== Text for analysis ==
____________

Aluminosilicate and Organic Detergency Builders

[0032] The compositions of the Invention contain from about 3% to about 60%, preferably from about 8% to about 30%, and most preferably from about 12% to about 25%, of a detergency builder selected from the group consisting of water-insoluble sodium aluminosilicate and an organic detergency builder or mixture thereof. Detergency builders improve cleaning, particularly when the washing solution will contain metal ions other than alkali metal, ammonium or substituted ammonium ions. Sodium aluminosilicate materials described herein remove multivalent ions, especially calcium, from washing solutions by ion exchange. The organic detergency builders of the present invention remove multivalent ions from interference in the washing process by precipitation or sequestration. Sequestration involves the formation of a coordination complex of the sequestering agent and metallic ions in solution to reduce the interactions of calcium with other materials in the wash solution. As used herein, the term sequestering agent includes multidentate ligands which can act as chelating agents.

[0033] Crystalline aluminosilicate ion exchange materials useful in the practice of this invention have the formula Na_z[(AlO₂)_z.(SiO₂)y.xH₂O wherein z and y are at least about 6, the molar ratio of z to y is from about 1.0 to about 0.5 and x is from about 10 to about 264. In a preferred embodiment the aluminosilicate ion exchange material has the formula Na₁₂[(AlO₂)₁₂(SiO₂)₁₂].xH₂O wherein x is from about 20 to about 30, especially about 27.

[0034] Amorphous hydrated aluminosilicate material useful herein has the empirical formula: Na_z(zAlO₂.ySiO₂), z is from about 0.5 to about 2, y is 1 and said material has a magnesium ion exchange capacity of at least about 50 milligram equivalents of CaC0₃ hardness per gram of anhydrous aluminosilicate.

____________

Could you resume the detergency-builder passage above, picking up after its last sentence?

____________

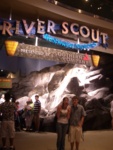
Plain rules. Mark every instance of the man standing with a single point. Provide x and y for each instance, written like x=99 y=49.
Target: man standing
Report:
x=7 y=125
x=76 y=122
x=37 y=109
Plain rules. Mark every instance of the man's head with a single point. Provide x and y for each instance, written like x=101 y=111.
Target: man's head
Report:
x=37 y=97
x=74 y=100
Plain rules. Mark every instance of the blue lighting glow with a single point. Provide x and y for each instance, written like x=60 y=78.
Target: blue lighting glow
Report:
x=70 y=45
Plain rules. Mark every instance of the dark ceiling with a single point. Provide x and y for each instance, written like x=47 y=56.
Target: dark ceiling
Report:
x=102 y=8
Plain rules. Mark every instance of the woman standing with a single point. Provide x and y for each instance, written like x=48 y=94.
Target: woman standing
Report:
x=63 y=114
x=28 y=110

____________

== Result ==
[0035] The aluminosilicate ion exchange builder materials herein are in hydrated form and contain from about 10% to about 28% of water by weight if crystalline and potentially even higher amounts of water if amorphous. Highly preferred crystalline aluminosilicate ion exchange materials contain from about 18% to about 22% water in their crystal matrix. The crystalline aluminosilicate ion exchange materials are further characterized by a particle size diameter of from about 0.1 micron to about 10 microns. Amorphous materials are often smaller, e.g., down to less than about 0.01 micron. Preferred ion exchange materials have a particle size diameter of from about 0.2 micron to about 4 microns. The term "particle size diameter" herein represents the average particle size diameter of a given ion exchange material as determined by convention analytical techniques such as, for example, microscopic determination utilizing a scanning electron microscope. The crystalline aluminosilicate ion exchange materials herein are usually further characterized by their calcium ion exchange capacity, which is at least about 200 mg. equivalent of CaC0₃ water hardness/gm. of aluminosilicate, calculated on an anhydrous basis, and which generally is in the range of from about 300 mg.eq./g. to about 352 mg. eq./g. The aluminosilicate ion exchange materials herein are still further characterized by their calcium ion exchange rate which is at least about 2 grains Ca.⁺⁺/galion/minute/gram of aluminosilicate (anhydrous basis), and generally lies within the range of from about 2 grains/gallons/minute/gram to about 6 grains/gallons/minute/gram, based on calcium ion hardness. Optimum aluminosilicate for builder purposes exhibit a calcium ion exchange rate of at least about 4 grains/galton/minute/gram.

[0036] The amorphous aluminosilicate ion exchange materials usually have a Mg exchange capacity of at least about 50 mg. eq. CaC0₃/g (12 mg. Mg⁺⁺/g.) and a Mg⁺⁺ exchange rate of at ,least about 1 gr./gal./min./g./gal. Amorphous materials do not exhibit an observable diffraction pattern when examined by Cu radiation (1.54 Angstrom Units).

[0037] Aluminosilicate ion exchange materials useful in the practice of this invention are commercially available. The aluminosilicates useful in this invention can be crystalline or amorphous in structure and can be naturally-occurring aluminosilicates or synthetically derived. Preferred synthetic crystalline aluminosilicate Ion exchange materials useful herein are available under the designation Zeolite A, Zeolite B, and Zeolite X.

[0038] The organic detergency builders used In the compositions of this Invention include C_10-18 alkyl monocarboxylates, polycarboxylates, and polyphosphonates in soluble salt or acid form.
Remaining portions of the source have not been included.